## THINGS TO DO
A. In the passage, how long does signing take per signature?
B. List the integration test modes named in the passage.
C. Decide whether each statement agrees with the passage, and back each yes or no with the passage's exact words: (i) The AI agent made the decision to move to Rust. (ii) The agent produced about 540 lines of Rust in roughly an hour. (iii) The Rust signing is about 10 times faster than Python.

-- TEXT PASSAGE follows --

Result: 0.04ms per signature — roughly 100x faster than Python. No GIL contention. The signing is now invisible in the latency budget.

The AI agent wrote most of this Rust code. It handled the PyO3 bindings, the ABI encoding, the test vectors. But the decision to go to Rust — that was mine. I profiled the hot path, identified signing as the bottleneck, evaluated alternatives (C extension, pre-signing, batching), and decided Rust + PyO3 was the right tradeoff. The agent executed the decision at speed. It produced ~540 lines of well-tested Rust in maybe an hour.

What 8 Days Produces

Here's what the repository looks like after 8 days of AI-native development:

Metric	Value
Commits	223
Python modules	20 (arbitrage) + 8 (monitoring) + 7 (analysis)
Rust code	540 lines (cryptographic signer)
CLI commands	22
MCP tools	13 (11 monitor + 2 analysis)
WebSocket throughput	~4,000 messages/second
Parallel workers	8
Market coverage	2,000+ assets across multiple WebSocket connections
Integration test modes	4 (local, performance, distributed, full distributed)

-- TEXT PASSAGE concluded --
-- DATASET RECORDS follows --

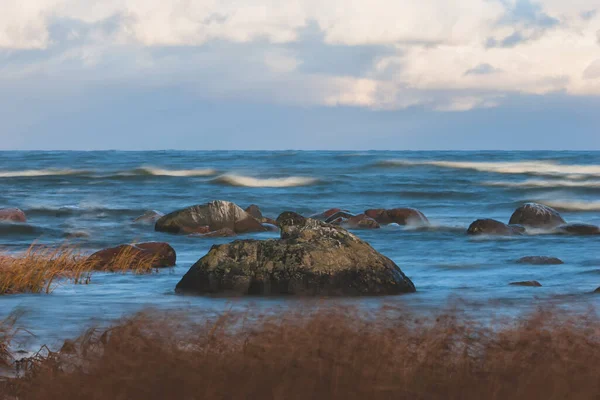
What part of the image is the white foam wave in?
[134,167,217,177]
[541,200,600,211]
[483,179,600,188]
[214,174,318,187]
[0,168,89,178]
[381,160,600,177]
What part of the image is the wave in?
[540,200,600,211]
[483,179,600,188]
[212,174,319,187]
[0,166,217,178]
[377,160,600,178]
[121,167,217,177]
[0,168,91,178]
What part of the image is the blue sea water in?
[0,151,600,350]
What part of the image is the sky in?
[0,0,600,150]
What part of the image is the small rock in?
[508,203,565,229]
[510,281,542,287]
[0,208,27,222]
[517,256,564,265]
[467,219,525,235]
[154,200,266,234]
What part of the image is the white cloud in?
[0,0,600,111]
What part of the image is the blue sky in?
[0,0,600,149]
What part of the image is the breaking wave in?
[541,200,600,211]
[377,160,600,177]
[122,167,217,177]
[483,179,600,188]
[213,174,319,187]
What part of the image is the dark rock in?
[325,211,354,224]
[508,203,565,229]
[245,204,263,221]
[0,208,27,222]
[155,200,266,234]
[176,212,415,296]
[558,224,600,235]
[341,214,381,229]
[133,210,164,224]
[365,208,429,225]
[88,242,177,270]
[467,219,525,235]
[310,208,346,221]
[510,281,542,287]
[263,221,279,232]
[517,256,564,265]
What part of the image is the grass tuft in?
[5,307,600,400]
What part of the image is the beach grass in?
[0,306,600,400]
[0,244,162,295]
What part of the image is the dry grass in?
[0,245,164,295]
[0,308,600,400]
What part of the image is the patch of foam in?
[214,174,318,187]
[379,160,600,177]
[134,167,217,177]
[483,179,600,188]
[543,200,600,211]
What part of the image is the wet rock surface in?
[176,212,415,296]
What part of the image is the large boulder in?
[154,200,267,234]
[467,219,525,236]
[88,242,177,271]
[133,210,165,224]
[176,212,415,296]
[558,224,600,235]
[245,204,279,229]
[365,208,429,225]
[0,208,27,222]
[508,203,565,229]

-- DATASET RECORDS concluded --
-- DATASET RECORDS follows --

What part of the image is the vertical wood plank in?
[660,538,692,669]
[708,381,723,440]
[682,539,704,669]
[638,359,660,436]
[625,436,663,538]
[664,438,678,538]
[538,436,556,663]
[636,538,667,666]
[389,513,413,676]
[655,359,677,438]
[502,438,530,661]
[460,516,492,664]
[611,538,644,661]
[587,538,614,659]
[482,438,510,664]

-- DATASET RECORDS concluded --
-- DATASET RECORDS follows --

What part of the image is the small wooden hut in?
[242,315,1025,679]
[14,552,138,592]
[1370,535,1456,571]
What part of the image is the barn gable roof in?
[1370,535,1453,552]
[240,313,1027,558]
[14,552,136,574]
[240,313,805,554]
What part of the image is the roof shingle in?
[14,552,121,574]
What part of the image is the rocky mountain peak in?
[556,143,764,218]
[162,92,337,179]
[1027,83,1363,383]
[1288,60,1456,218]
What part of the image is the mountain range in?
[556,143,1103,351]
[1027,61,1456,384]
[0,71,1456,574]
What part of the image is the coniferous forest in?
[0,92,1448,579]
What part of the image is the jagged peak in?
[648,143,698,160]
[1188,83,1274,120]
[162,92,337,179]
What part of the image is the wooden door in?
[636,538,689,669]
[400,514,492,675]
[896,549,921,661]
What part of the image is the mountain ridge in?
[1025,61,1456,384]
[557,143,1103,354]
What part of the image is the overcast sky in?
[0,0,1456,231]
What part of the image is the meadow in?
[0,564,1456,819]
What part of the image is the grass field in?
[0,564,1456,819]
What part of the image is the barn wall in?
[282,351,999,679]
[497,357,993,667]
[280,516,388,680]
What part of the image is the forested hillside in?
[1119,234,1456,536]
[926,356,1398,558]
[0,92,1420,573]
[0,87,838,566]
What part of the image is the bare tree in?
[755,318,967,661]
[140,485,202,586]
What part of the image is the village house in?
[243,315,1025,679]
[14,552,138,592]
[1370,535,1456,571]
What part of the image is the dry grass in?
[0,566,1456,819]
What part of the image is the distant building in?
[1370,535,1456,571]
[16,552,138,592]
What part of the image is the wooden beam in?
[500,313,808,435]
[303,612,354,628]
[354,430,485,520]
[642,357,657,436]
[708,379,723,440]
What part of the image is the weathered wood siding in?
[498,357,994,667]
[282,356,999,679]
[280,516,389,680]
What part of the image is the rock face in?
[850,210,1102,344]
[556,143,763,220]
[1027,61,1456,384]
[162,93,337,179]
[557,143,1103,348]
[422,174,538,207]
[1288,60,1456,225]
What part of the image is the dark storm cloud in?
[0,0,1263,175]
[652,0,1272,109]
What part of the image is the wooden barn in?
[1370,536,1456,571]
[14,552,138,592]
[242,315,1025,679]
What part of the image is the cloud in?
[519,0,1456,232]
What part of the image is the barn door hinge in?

-- DATASET RECORDS concluded --

## TASK RESPONSES
A. 0.04ms per signature

B. local, performance, distributed, full distributed

C.
(i) No: "But the decision to go to Rust — that was mine."
(ii) Yes: "It produced ~540 lines of well-tested Rust in maybe an hour."
(iii) No: "roughly 100x faster than Python"